Copy the following data exactly and drop the pictures.

Records from a dataset

Content starts

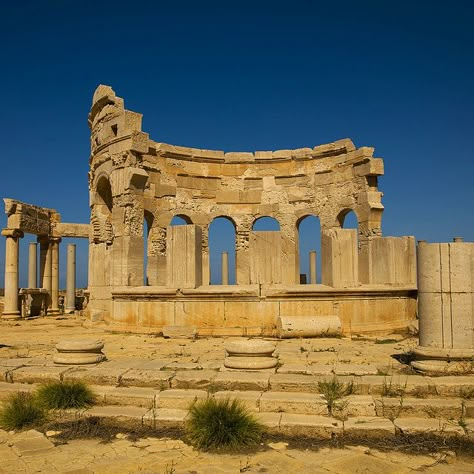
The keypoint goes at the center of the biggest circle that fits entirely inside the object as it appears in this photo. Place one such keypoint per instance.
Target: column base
(11, 315)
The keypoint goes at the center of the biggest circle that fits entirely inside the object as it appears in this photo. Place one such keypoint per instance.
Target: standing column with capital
(71, 279)
(10, 308)
(45, 268)
(55, 241)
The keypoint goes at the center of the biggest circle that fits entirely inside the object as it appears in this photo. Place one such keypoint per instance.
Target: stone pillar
(445, 307)
(45, 268)
(32, 270)
(242, 256)
(312, 267)
(10, 309)
(71, 279)
(225, 268)
(55, 275)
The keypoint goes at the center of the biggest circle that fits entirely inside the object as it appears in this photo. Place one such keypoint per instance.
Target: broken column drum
(445, 307)
(253, 354)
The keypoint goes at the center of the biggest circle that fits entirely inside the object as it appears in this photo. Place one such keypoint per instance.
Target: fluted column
(32, 270)
(55, 241)
(10, 308)
(312, 267)
(45, 268)
(225, 268)
(71, 279)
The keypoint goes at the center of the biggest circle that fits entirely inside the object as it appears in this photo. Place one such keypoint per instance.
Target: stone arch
(222, 239)
(180, 219)
(266, 223)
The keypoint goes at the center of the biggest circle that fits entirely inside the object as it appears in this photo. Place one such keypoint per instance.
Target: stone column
(225, 268)
(10, 309)
(445, 307)
(71, 279)
(55, 275)
(242, 256)
(312, 267)
(45, 267)
(32, 270)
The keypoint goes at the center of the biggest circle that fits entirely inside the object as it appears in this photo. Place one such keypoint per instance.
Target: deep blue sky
(397, 75)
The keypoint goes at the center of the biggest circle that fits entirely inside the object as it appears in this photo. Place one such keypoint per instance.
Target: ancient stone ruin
(137, 186)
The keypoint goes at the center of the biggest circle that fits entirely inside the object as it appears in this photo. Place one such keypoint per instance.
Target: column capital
(15, 233)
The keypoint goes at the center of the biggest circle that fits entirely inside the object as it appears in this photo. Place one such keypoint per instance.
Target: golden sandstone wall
(135, 180)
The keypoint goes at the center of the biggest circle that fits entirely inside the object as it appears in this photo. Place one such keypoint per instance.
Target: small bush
(63, 395)
(222, 424)
(20, 410)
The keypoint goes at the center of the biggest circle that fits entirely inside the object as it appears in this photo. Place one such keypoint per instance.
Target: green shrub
(20, 410)
(222, 424)
(63, 395)
(333, 390)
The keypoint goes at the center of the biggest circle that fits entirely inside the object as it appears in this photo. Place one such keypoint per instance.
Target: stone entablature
(137, 185)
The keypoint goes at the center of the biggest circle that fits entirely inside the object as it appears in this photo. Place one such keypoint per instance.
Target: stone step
(303, 403)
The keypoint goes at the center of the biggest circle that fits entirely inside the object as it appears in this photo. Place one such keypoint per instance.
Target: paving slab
(194, 379)
(295, 402)
(32, 446)
(242, 381)
(419, 408)
(365, 426)
(96, 375)
(355, 369)
(360, 405)
(159, 379)
(179, 398)
(170, 415)
(423, 425)
(38, 374)
(299, 424)
(249, 398)
(294, 368)
(117, 411)
(133, 396)
(293, 383)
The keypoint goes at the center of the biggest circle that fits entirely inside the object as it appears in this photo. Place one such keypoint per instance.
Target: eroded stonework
(138, 185)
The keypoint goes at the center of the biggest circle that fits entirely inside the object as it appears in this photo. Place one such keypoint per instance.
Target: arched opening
(222, 239)
(309, 241)
(265, 223)
(147, 250)
(181, 219)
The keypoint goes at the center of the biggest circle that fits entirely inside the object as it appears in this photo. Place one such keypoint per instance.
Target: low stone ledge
(38, 374)
(312, 425)
(364, 426)
(293, 383)
(305, 403)
(242, 381)
(195, 379)
(410, 426)
(422, 408)
(179, 399)
(158, 379)
(250, 398)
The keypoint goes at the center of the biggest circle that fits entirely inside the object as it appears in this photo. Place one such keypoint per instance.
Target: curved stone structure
(79, 351)
(251, 354)
(445, 307)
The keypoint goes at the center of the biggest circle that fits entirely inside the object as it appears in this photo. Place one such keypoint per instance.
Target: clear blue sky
(397, 75)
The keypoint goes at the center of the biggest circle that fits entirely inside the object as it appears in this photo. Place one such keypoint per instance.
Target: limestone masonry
(137, 186)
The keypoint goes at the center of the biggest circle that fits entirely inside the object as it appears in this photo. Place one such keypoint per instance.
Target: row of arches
(222, 238)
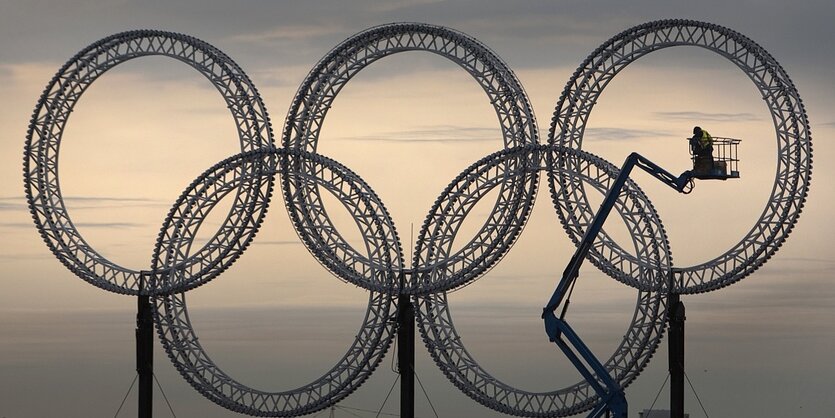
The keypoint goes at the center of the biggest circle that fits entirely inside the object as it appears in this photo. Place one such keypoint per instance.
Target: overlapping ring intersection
(379, 267)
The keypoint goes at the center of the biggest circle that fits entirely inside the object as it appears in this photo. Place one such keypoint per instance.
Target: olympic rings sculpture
(379, 267)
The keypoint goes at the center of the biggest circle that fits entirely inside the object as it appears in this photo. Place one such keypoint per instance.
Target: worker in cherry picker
(701, 146)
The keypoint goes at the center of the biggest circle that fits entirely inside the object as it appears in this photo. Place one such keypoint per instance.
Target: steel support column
(145, 355)
(406, 356)
(676, 355)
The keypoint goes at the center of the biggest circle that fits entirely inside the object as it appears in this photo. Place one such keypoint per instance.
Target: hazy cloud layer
(712, 117)
(437, 134)
(618, 134)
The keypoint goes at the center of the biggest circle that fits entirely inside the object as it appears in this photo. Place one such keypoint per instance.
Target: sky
(408, 125)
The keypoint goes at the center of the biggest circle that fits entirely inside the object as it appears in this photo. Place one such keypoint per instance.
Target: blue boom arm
(611, 394)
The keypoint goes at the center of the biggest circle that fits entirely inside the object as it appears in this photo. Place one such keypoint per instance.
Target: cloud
(288, 33)
(113, 225)
(12, 203)
(609, 134)
(704, 116)
(33, 256)
(277, 242)
(437, 134)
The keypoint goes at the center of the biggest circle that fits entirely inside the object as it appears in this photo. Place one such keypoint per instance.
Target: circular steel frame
(43, 141)
(437, 269)
(648, 321)
(315, 97)
(174, 326)
(794, 146)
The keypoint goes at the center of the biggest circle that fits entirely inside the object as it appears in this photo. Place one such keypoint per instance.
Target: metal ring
(43, 142)
(171, 316)
(323, 84)
(649, 319)
(794, 162)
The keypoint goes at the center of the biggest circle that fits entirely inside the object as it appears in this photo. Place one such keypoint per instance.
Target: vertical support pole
(676, 355)
(145, 355)
(406, 355)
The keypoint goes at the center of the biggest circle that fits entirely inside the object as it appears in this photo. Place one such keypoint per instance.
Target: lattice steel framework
(516, 118)
(379, 267)
(648, 321)
(43, 141)
(177, 334)
(794, 142)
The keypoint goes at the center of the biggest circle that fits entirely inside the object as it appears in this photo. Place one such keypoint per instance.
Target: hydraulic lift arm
(558, 330)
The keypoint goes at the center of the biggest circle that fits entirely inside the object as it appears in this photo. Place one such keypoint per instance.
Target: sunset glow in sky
(408, 124)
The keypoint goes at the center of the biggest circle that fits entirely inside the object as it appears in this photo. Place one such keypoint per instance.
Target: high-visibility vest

Content ends

SOLUTION FOR THIS PROBLEM:
The keypoint goes at the center of the biggest circle that fits entirely inside the object as it appears in this photo. Place one such keypoint per instance.
Target: column base
(11, 315)
The keypoint goes at the center of the biggest circle that fits entirely inside the object as it appears in this photo. Place one such keypoint per instance.
Target: standing column with capital
(71, 279)
(10, 308)
(45, 268)
(55, 241)
The keypoint goes at the center of the biggest circle that fits entirely inside the object as it appears in this photo. Place one such keypoint per instance.
Target: stone pillar
(445, 307)
(45, 268)
(32, 270)
(242, 256)
(312, 267)
(10, 309)
(71, 279)
(225, 268)
(55, 275)
The keypoint goes at the center of the biggest circle that fits entirely inside the object as it appears in this photo. Place one such keypoint per instance.
Target: broken column drum
(445, 307)
(253, 354)
The keypoint goes at the center of the biggest circle that fits entirely inside the object as it appears in this photo. Place one such keypoint per instance.
Target: fluted column
(32, 270)
(55, 241)
(10, 308)
(312, 267)
(45, 268)
(225, 268)
(71, 279)
The keypoint goes at the center of the biggest circle that fits entirely inside the object as it appears in this photo. Place one such keypoint per instance.
Target: stone arch
(222, 239)
(180, 219)
(266, 223)
The keypoint goes at the center of the biggest circle that fits entirely inside the object as it appears in this photo. Place one such keypoint per instance.
Target: stone column
(225, 268)
(10, 309)
(445, 307)
(71, 279)
(55, 275)
(242, 256)
(312, 267)
(45, 267)
(32, 270)
The keypoint goes at the center of the biggest circle that fits entirely inside the object as it appears in this photo. Place one such keypoint per instance.
Target: deep blue sky
(397, 75)
The keypoint goes at the center of the biggest circle that fits entirely inside the object as it appears in this photo. Place one such keypoint per instance.
Target: ancient stone ruin
(137, 186)
The keypoint goes at the center of the biggest circle that fits entirely inside the object as it appears in this photo. Place one such keypoint per instance.
Target: column capital
(15, 233)
The keypoint goes at the center of the biggest circle that fits entirely inside the object as it appears in this photo. Place one such keypoint per instance.
Target: golden sandstone wall
(135, 180)
The keypoint goes at the center of the biggest circle that fits entirely inside the object as it appears in this photo. Place one such keypoint per instance.
Target: small bush
(63, 395)
(222, 424)
(20, 410)
The keypoint goes at the center of the biggest circle that fits entirely inside the object as it appears in this photo. Place one such keypoint per instance.
Target: green shrub
(20, 410)
(222, 424)
(63, 395)
(333, 390)
The keypoint goes at the center of the biggest circle that fits entirely inside the object as it appears in this photo. Place one such keypoint per instance.
Target: stone entablature
(137, 185)
The keypoint goes at the center of the biggest circle that fits entirely inside the object as it appears in this photo. Place one such keypoint per instance.
Target: stone step
(303, 403)
The keypoint goes at the center of the biggest circle that fits entirely inside the object as it appears in this photo. Place one such keypoint per instance.
Target: paving slab
(194, 379)
(295, 402)
(32, 446)
(242, 381)
(419, 408)
(365, 426)
(96, 375)
(355, 369)
(360, 405)
(159, 379)
(179, 398)
(170, 415)
(423, 425)
(38, 374)
(299, 424)
(249, 398)
(294, 368)
(117, 411)
(133, 396)
(293, 383)
The keypoint goes at the center of the biggest circle that fits entirely inside the object as it appears in this photo. Place one such keypoint per instance.
Target: eroded stonework
(138, 185)
The keypoint goes at the center of the biggest circle that fits entirely inside the object as it appears in this photo. Place one such keypoint per instance.
Target: arched opening
(222, 239)
(309, 241)
(265, 223)
(147, 250)
(181, 219)
The keypoint goes at the center of the biggest circle that fits entirely inside the object as it appears in this photo. Place one such keypoint per instance.
Target: low stone ledge
(38, 374)
(312, 425)
(364, 426)
(293, 383)
(305, 403)
(242, 381)
(195, 379)
(410, 426)
(422, 408)
(179, 399)
(158, 379)
(250, 398)
The keypoint goes at the center of the biggest circle that fits entirely inside the object as it appears in this photo. Place one such keypoint per instance.
Target: curved stone structure
(79, 351)
(251, 354)
(445, 307)
The keypoint goes at the center of the biggest circle that fits entirely inside the object as it appears in this photo. Place one such keypoint per instance.
Target: clear blue sky
(397, 75)
The keypoint goes at the center of the biggest circle that fits entirely inside the object as it appears in this photo. Place one such keypoint per instance.
Target: limestone masonry
(137, 186)
The keypoint goes at the center of the biggest circle that fits entirely inside the object as it appears in this photo. Place one such keypoint per instance.
Target: row of arches
(222, 238)
The keypoint goes at the center of the biggest circle that fits entirely inside the object as it appears in this photo. Place one such keypoint per instance.
Target: overlapping ring intersection
(379, 267)
The keypoint goes at the center of the biggest circle that fits entirely inside the object as it appears in this photo. Place one such keypoint per instance.
Target: olympic rings sculpture
(379, 267)
The keypoint goes at the center of the biggest circle that fits entirely inside the object as it appears in this photo. Place one such keypoint per instance.
Target: worker in cherry picker
(701, 146)
The keypoint goes at the center of the biggest circle that fits entirely inside the object as it appears in this photo. Place one such keypoint per instance.
Target: steel support column
(145, 355)
(406, 356)
(676, 355)
The keypoint goes at the center of the biggest circle that fits entirely inside the object as it appears in this photo. Place one such keypoint per instance.
Target: hazy cloud layer
(712, 117)
(437, 134)
(618, 134)
The keypoint goes at the center of the biggest circle that fits entirely inside the object as it appears in this photo. Place one such keypoint per instance.
Target: sky
(408, 125)
The keypoint goes at the center of the biggest circle that fits entirely inside the object as it appears in this photo. Place one such keypoint per instance.
Target: blue boom arm
(611, 394)
The keypoint goes at the center of the biggest circle that fits entirely inside the object as it appears in this photo. Place one such keypoint per instance.
Target: cloud
(288, 33)
(113, 225)
(12, 203)
(609, 134)
(704, 116)
(33, 256)
(277, 242)
(437, 134)
The keypoint goes at the center of the biggest circle that fits entirely inside the object as it appears in this photo. Place one such keypoint per instance.
Target: circular steel frame
(43, 141)
(437, 269)
(648, 321)
(315, 97)
(174, 326)
(794, 146)
The keypoint goes at the center of the biggest circle that fits entirely inside the object as it appears in this photo. Place one such keypoint per instance.
Target: metal ring
(43, 142)
(171, 316)
(323, 84)
(649, 319)
(794, 162)
The keypoint goes at the center of the biggest circle that fits entirely inside the object as it appears in this photo. Place one such keypoint per instance.
Target: vertical support pole
(676, 355)
(145, 355)
(406, 355)
The keypoint goes at the center of the biggest circle that fits entirely inside the object as it appears in this photo. Place one such keypoint per instance.
Target: lattice steel framework
(516, 118)
(379, 267)
(648, 321)
(43, 141)
(177, 334)
(794, 142)
The keypoint goes at the center of the biggest circle that fits entirely inside the object as it appears in this photo. Place one such keypoint per instance.
Target: hydraulic lift arm
(558, 330)
The keypoint goes at the center of the biggest circle that fits entirely inside the object as it appears in this photo. Place one such keypoint per instance.
Target: sunset glow in sky
(408, 124)
The keypoint goes at the center of the biggest circle that fits entirely inside the object as it appears in this photo. Place one such keypoint per instance.
Target: high-visibility vest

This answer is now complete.